> [Written problem]:
Copy out every line of the records below word for word, from first to last. Leave the pictures out of your answer.

> [Data lines]:
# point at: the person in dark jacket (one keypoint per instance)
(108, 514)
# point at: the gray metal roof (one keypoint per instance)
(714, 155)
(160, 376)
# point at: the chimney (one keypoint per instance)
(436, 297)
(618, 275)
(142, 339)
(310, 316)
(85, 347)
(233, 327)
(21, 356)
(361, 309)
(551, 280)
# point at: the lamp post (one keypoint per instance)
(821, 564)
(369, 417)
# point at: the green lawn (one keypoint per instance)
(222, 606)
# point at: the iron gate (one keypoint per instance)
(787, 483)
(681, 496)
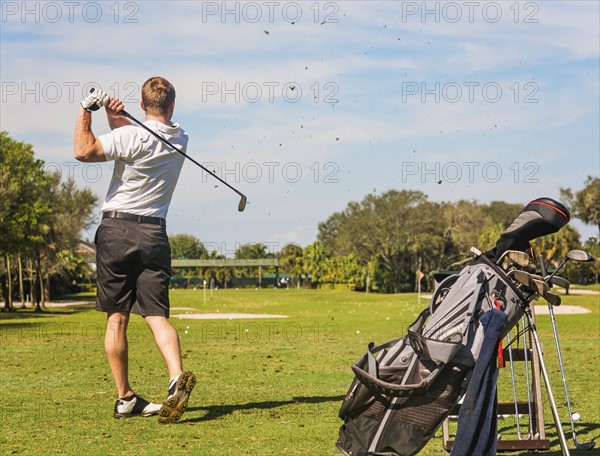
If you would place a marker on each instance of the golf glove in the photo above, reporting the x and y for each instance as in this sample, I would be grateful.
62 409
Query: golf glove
95 100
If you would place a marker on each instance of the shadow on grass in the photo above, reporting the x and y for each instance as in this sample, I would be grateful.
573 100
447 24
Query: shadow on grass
217 411
29 313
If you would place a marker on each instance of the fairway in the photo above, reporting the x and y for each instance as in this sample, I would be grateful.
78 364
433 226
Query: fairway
266 386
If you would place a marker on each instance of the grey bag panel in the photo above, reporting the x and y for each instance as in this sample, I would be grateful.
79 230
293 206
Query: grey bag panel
404 389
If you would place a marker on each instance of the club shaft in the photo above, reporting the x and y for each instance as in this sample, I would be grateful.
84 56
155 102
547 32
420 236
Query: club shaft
559 430
167 142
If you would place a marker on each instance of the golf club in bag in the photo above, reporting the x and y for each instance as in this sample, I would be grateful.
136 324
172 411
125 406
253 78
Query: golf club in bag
575 255
405 388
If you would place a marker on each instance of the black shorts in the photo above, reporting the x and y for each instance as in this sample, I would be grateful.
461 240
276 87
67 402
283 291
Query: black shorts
133 267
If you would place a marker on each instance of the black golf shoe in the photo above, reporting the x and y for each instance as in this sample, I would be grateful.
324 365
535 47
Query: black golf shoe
179 393
135 406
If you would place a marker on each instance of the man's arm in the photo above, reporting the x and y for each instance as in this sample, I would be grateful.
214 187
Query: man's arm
87 148
115 118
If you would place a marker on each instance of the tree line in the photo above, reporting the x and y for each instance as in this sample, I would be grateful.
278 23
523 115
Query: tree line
41 219
384 243
388 242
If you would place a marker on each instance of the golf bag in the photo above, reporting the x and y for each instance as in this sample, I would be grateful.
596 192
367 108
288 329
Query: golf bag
405 388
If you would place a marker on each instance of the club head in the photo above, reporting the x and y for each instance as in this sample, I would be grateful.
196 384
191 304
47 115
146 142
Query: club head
242 204
552 298
580 255
514 256
541 286
585 446
519 258
559 282
524 278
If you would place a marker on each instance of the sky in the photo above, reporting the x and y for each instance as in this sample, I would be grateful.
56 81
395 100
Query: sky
306 106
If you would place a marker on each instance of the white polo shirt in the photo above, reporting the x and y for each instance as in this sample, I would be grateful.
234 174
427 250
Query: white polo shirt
145 169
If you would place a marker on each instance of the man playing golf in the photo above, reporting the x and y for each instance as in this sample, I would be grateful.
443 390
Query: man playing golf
133 256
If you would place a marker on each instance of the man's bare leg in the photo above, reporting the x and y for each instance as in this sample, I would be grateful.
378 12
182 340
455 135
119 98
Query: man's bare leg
115 344
167 341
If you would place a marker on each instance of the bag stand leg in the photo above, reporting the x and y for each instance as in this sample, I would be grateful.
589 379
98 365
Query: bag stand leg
538 347
536 438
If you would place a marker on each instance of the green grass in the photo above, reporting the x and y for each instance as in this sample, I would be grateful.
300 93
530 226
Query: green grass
266 387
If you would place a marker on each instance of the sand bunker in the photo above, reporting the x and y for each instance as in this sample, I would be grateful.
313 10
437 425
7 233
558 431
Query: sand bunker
226 316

> [Output of the exercise]:
# point at: the person in dark jacket (one keypoint per instance)
(108, 514)
# point at: the gray metal roof (one keypoint per instance)
(714, 155)
(160, 376)
# point at: the chimney (one keypoint per instance)
(436, 297)
(618, 275)
(142, 339)
(310, 316)
(85, 347)
(233, 327)
(21, 356)
(361, 309)
(551, 280)
# point at: the lamp post (one keypoint per instance)
(821, 564)
(369, 417)
# point at: the green lawn (one keypoint per instance)
(222, 606)
# point at: the iron gate (one keypoint per instance)
(787, 483)
(681, 496)
If you would place a marker on each instance of the golf glove in the photo above, reporting the x and y for each instance as in this sample, I would be grateful.
62 409
Query: golf glove
95 100
If you would place a marker on each instance of the shadow on grass in the photo above, reporting the x and y for each instance as in this sample, I would be grateful.
573 100
447 24
Query: shadow on grass
217 411
29 313
If you would place a marker on each instance of the fairway in the photo above, reporting the x and y for each instance as in this sample, I would be grateful.
78 364
433 226
Query: fairway
266 386
If you would place a marker on each instance of the grey bag panel in the photo above, reporting the x and y for each instance as in this sample, I would be grateful.
79 230
293 206
Query: grey bag panel
404 389
If you would place a marker on each instance of the club shaft in the photo above, reporting the x and y for each instance as in this sample, I would be grateful.
84 56
155 102
547 32
420 236
Query: club shaft
559 430
167 142
If you would place a marker on each instance of the golf club in bag in the photo above, reporting the x and y for each instance as in this sample, I would be grateful.
136 324
172 411
125 406
253 78
Query: golf club in bag
575 255
405 388
If you would place a marker on each instance of the black shorts in the photo above, reporting the x and y for each instance as in this sample, I would be grateful.
461 240
276 87
67 402
283 291
Query: black shorts
133 267
If you would place a marker on each instance of the black golf shoe in the photo above, reporting the x and y for each instance as in this sample, I would be grateful.
324 365
535 47
Query: black golf shoe
179 393
135 406
If you would place a marker on each instance of the man's arm in the photo above, reporting the x and y for each instance as in this sample, I would be grateful.
214 187
Query: man's arm
87 148
115 118
If you would place a marker on each instance of the tree line in the photo above, reporting the x and y for each instance as in this sample, I would be grateful.
278 23
523 115
Query: tree line
41 219
384 243
388 242
If you would place a marker on each instance of the golf bag in the photo above, reporting the x and y for each instance as in this sample, I would be grateful.
596 192
367 108
288 329
Query: golf bag
405 388
If you would place a marker on each instance of the club head in the photo above, reporting the x and y for each instance as in this sample, I would be grateful.
196 384
191 304
47 115
146 142
Query: club head
242 204
552 298
580 255
514 256
541 286
585 446
519 258
559 282
524 278
If you would place a marker on each instance of the sky in the photo above, reporting the x and y for each instance as in this sample, I would be grateful.
56 81
395 100
Query: sky
306 106
If you would place a marker on each instance of the white polo shirt in the photo above, reporting the x and y for each instance as in this sample, I would be grateful.
234 174
427 250
Query: white polo shirt
145 169
If you would place a marker on each instance of the man playing golf in the photo above, reporting the x and y for each instance as in this sample, I would be grateful.
443 390
Query: man playing golf
133 256
If you would place a marker on each instance of the man's bare leg in the photo above, reporting the x and y for each instance as in this sample, I would be grateful.
378 12
182 340
455 135
119 98
Query: man's bare leg
115 344
167 341
If you would place a marker on each instance of the bag stand leg in the photo above, reporting the x and y for each instance as in this sample, I would be grateful.
589 379
98 365
Query: bag stand leg
538 347
536 438
If you would place a marker on each instance of the green grass in the photo above, reporting the x and y for each instance as in this sample, I would be grateful.
300 93
530 226
Query: green grass
266 387
If you would place a marker on each instance of the sand bunker in the photo above, reporting the x and y for each instance as in this sample, I would be grateful.
313 10
437 425
7 233
558 431
Query: sand bunker
226 316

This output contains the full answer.